● Challenges:
**1)** In the blog post about gallery post formats, which child theme did the writer start with?
**2)** Resume the blog post on gallery post formats, beginning right after its last sentence.

If you follow my personal blog or me on twitter, then you know I decided to change how archives display Gallery post formats. Previously I had the full content showing for galleries and just included a [gallery] short tag. Mostly I like that, since people could view my images directly in the archive, but this wouldn’t work well if I uploaded more than say 9 images to the gallery (a 3×3 grid with my current setup). In fact, I was intentionally limiting myself on how many images I would post to a gallery because of that. When I was reading on post formats and saw how Matt Mullenweg was handling his galleries, well it just made sense.
I have started with the StudioPress Tapestry Child Theme and it is a very well done theme. So far most of my changes have been small tweaks to make the theme work more for me, personalization if you would. I’ll be documenting most of the changes I’ve made in these tutorials.

● Dataset content:
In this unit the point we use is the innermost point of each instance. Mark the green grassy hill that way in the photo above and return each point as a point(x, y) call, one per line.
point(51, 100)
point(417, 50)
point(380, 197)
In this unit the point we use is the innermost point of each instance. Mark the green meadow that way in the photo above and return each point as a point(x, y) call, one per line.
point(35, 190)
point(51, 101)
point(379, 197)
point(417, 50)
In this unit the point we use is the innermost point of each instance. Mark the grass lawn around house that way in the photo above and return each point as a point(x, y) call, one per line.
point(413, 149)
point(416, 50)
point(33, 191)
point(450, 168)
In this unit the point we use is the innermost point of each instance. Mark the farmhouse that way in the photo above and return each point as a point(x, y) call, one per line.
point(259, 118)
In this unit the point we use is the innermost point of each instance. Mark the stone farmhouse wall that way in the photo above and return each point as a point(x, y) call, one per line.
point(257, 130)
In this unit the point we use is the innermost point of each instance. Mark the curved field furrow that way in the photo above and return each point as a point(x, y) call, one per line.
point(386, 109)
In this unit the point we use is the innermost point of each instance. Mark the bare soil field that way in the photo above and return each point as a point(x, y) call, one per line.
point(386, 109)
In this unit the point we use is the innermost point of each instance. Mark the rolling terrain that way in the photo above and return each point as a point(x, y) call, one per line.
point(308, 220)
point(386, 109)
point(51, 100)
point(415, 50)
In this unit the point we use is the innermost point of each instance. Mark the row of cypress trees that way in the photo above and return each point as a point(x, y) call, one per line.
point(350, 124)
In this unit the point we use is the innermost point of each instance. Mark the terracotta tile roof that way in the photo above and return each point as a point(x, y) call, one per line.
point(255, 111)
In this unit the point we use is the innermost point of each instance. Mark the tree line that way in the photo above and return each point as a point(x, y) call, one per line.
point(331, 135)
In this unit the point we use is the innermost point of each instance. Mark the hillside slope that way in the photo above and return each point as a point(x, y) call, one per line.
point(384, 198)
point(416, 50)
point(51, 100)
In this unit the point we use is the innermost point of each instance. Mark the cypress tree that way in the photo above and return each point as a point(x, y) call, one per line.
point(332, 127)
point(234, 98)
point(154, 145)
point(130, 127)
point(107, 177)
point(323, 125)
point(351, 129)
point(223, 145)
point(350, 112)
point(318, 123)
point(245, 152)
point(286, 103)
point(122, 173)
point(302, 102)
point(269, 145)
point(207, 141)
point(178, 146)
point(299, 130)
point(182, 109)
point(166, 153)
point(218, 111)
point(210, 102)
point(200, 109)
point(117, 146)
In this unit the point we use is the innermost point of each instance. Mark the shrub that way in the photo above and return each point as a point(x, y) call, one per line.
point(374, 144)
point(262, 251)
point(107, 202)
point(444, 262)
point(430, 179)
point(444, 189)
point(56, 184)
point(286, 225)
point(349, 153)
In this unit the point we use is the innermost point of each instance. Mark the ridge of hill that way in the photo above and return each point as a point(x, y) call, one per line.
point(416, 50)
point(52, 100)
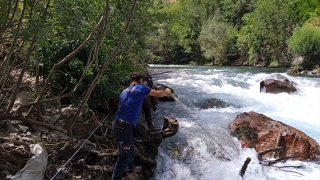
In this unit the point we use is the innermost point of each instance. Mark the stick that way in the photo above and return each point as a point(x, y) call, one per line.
point(244, 166)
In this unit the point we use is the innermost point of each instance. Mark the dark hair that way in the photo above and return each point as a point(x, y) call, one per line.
point(136, 76)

● Final results:
**1)** The StudioPress Tapestry Child Theme.

**2)**
One of the big advantages to the Tapestry theme is the built in support for Post Formats, but out of the box it treats all post formats pretty much the same. Some of my changes have added small, but key differences in the various post formats. I can now show the featured image and content limit for my standard posts, but the full content for the asides, quotes, and other formats. This change displays the featured image and content limit with text describing how many attached items are in the gallery.
The code for this is pretty straight forward. First, I had to adapt the Tapestry code that handles all the actions for the post formats.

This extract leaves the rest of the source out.